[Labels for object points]
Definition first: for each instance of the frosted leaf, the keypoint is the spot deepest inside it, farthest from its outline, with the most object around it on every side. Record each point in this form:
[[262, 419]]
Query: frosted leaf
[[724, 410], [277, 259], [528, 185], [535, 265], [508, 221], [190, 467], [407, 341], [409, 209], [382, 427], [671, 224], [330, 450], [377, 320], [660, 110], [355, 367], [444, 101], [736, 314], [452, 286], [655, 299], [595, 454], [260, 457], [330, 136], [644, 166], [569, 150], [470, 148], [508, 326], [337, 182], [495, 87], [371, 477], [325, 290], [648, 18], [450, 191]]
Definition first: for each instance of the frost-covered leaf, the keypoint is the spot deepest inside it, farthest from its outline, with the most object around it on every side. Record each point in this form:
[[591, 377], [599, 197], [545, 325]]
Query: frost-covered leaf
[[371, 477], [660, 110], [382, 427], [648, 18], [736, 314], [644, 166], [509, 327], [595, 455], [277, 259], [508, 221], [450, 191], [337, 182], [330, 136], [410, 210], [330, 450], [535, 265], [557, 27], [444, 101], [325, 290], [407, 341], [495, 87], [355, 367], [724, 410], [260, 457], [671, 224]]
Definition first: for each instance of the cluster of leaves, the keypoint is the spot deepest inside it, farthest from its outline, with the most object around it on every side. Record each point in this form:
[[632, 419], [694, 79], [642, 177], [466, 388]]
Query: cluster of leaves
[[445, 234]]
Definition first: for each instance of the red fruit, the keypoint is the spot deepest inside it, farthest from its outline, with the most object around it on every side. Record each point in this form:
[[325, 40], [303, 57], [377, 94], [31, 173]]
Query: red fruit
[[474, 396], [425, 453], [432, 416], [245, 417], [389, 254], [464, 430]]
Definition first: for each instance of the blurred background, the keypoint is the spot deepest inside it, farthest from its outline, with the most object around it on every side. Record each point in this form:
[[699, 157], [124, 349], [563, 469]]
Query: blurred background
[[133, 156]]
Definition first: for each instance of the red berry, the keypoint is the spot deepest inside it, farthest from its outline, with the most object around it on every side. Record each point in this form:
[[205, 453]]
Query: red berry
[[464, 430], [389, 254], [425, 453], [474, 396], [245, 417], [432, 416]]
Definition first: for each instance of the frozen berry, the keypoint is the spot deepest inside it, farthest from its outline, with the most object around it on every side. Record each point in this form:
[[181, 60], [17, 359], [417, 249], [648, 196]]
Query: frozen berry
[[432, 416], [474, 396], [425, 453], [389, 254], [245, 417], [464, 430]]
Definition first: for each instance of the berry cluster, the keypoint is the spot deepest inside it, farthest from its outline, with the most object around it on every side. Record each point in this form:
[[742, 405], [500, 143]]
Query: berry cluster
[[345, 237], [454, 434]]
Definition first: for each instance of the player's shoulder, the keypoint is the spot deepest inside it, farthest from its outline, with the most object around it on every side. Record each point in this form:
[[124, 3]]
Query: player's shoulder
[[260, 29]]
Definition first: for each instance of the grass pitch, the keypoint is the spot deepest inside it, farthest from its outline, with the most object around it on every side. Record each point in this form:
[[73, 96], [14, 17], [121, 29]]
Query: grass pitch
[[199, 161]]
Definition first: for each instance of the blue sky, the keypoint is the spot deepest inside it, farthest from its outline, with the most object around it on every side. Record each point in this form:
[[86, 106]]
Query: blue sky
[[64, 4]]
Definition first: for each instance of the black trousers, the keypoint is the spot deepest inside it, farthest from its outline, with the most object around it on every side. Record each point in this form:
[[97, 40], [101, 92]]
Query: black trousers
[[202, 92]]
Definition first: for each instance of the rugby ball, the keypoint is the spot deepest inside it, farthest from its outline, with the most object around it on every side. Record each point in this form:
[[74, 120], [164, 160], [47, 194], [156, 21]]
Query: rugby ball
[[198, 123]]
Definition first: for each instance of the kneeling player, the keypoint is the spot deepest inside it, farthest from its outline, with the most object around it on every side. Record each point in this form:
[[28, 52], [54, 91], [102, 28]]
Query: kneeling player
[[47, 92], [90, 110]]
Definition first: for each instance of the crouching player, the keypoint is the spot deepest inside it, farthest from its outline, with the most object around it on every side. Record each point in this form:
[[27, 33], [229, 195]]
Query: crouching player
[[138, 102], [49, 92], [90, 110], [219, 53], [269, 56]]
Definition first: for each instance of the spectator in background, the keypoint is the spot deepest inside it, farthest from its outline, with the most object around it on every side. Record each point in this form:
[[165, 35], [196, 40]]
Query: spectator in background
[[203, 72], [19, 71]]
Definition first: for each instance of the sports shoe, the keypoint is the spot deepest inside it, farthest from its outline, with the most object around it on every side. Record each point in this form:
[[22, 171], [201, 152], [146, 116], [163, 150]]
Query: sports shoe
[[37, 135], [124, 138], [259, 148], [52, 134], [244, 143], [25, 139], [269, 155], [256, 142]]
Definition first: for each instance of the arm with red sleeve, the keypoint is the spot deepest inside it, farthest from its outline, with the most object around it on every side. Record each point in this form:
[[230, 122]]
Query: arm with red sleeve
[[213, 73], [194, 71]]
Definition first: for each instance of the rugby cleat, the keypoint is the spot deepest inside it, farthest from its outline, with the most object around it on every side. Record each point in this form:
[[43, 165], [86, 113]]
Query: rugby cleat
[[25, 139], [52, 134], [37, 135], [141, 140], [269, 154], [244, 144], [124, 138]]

What is needed
Reproduce the lines from the one containing "Definition first: for each instance of the frost-covered" through the one containing "417], [464, 430]]", swapping every "keypoint" for "target point" and leaving everything else unchanged. Return only those lines.

Solved problem
Definition first: for each instance of the frost-covered leaf, the target point is the spot deepest inside it, farthest from its outline, with the most object around it on every side. Record each point in this form:
[[591, 377], [599, 197], [545, 325]]
Query: frost-covered leaf
[[371, 477], [660, 110], [382, 427], [648, 18], [736, 314], [644, 166], [509, 327], [595, 455], [277, 259], [508, 221], [450, 191], [337, 182], [330, 136], [410, 210], [330, 450], [535, 265], [557, 27], [444, 101], [325, 290], [407, 341], [495, 87], [355, 367], [724, 410], [260, 457], [671, 224]]
Definition first: for each instance of the cluster of leaves, the target point is the spot deepest inside it, farthest from its outline, with the most object around it on every side. Record each point in this form:
[[632, 419], [694, 79], [642, 177], [466, 388]]
Query: cluster of leaves
[[445, 234]]
Definition first: for each instance of the red fruit, the target point is the spot deepest inside it, farthest from its outline, with the most object around it on every side. Record each point in this form:
[[325, 40], [303, 57], [377, 94], [31, 173]]
Query: red fruit
[[474, 396], [425, 453], [432, 416], [245, 417], [389, 254], [464, 430]]
Definition first: for each instance of the blurred background, the target point is the spot deepest inside it, farthest from its outline, with the most object around it on every side. Record each point in this form:
[[699, 157], [124, 349], [563, 469]]
Query: blurred background
[[133, 156]]
Definition first: for each instance of the red berry, the target point is the spot deepest inside it, farthest from its outline, with the most object around it on every side. Record each point in this form:
[[205, 453]]
Query: red berry
[[464, 430], [389, 254], [425, 453], [474, 396], [245, 417], [432, 416]]
Definition first: for each instance of the frozen berry, the target point is the spot deepest inside it, farthest from its outline, with the most object around it on every side. Record each point in this form:
[[181, 60], [17, 359], [417, 249], [648, 196]]
Query: frozen berry
[[432, 416], [474, 396], [425, 453], [389, 254], [245, 417], [464, 430]]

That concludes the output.